- **Exercise description**
Please put everything from the start of the entries down to and including the line containing "[183, 43, 338, 184]" into a numbered list, leaving out blank lines.

- **Exercise input**

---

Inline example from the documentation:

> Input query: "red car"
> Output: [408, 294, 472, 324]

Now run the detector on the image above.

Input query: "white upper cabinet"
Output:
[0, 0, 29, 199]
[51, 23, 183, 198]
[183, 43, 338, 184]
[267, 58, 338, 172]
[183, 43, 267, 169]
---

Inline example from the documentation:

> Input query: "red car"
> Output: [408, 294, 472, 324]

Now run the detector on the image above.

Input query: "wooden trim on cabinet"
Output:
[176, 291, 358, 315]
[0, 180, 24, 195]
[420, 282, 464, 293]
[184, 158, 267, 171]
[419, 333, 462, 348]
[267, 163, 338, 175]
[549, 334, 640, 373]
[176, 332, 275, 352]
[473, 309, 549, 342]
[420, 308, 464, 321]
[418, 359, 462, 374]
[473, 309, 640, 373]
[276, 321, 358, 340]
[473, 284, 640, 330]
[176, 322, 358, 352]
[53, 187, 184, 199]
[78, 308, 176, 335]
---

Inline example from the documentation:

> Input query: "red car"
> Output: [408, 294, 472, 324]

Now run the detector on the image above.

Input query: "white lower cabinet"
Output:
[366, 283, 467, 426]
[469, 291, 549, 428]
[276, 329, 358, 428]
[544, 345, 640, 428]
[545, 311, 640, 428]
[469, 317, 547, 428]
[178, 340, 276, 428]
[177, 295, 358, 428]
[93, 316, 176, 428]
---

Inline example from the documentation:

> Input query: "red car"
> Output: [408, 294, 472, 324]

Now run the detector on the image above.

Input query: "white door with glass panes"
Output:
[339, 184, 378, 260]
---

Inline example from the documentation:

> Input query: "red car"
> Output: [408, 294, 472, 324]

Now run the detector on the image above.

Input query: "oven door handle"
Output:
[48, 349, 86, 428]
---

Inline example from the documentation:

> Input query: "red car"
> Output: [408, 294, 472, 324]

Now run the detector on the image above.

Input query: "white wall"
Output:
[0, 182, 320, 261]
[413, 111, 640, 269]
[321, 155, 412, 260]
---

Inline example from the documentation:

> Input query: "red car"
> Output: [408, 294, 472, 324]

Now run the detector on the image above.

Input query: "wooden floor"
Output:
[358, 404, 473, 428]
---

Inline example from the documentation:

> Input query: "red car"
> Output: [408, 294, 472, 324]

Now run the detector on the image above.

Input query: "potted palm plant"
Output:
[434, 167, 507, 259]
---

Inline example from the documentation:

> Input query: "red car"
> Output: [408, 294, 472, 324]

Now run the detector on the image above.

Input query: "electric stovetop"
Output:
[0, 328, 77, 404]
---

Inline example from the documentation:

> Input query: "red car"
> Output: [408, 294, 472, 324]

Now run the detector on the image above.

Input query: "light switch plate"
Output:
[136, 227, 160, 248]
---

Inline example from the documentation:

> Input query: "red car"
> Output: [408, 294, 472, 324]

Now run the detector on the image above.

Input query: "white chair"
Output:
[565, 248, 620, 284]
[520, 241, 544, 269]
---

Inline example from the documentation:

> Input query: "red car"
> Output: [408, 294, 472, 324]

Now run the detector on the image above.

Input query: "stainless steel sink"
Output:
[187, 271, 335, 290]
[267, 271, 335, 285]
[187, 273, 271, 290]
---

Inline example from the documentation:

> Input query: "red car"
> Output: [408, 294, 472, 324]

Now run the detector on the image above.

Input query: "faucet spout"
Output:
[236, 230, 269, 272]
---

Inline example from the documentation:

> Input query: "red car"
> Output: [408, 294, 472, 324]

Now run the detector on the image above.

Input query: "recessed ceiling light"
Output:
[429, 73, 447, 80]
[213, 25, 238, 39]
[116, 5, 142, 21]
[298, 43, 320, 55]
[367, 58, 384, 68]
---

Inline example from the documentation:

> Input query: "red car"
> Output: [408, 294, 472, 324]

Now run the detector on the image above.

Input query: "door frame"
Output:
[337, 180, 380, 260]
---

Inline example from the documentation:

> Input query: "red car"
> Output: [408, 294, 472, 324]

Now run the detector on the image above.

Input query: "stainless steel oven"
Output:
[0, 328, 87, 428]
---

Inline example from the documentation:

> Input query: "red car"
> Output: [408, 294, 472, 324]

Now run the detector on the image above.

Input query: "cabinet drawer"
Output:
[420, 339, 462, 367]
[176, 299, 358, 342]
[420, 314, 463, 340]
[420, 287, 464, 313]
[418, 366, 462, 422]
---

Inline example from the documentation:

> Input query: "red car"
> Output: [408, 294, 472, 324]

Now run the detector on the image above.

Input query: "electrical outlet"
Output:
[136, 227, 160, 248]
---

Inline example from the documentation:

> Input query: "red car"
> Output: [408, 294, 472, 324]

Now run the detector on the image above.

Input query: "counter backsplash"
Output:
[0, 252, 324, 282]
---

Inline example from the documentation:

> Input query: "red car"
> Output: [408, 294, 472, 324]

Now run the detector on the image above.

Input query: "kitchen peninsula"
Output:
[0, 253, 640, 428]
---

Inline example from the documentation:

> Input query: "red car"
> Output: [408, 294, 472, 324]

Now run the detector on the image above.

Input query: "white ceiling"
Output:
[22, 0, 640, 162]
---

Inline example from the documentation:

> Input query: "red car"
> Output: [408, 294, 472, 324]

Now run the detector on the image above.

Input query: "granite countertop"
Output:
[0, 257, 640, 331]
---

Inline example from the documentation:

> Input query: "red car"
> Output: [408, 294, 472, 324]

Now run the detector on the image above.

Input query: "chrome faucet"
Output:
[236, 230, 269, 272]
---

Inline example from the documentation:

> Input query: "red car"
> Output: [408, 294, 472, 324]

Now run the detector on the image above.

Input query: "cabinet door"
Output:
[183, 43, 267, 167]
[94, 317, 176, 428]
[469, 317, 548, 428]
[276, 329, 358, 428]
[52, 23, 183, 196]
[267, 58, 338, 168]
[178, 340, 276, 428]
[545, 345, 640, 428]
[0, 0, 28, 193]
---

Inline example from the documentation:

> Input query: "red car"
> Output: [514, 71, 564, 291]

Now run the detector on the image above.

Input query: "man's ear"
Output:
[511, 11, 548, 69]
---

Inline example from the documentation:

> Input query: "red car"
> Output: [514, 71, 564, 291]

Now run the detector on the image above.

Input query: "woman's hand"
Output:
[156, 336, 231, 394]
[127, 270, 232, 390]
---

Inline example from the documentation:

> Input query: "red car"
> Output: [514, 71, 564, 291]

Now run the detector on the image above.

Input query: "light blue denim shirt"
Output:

- **Right answer**
1. ---
2. Inline example from the documentation:
3. > Input query: "red car"
4. > Output: [408, 294, 472, 324]
5. Now run the detector on the image above.
6. Input query: "white upper cabinet"
7. Output:
8. [0, 0, 29, 199]
9. [51, 23, 183, 198]
10. [183, 43, 338, 184]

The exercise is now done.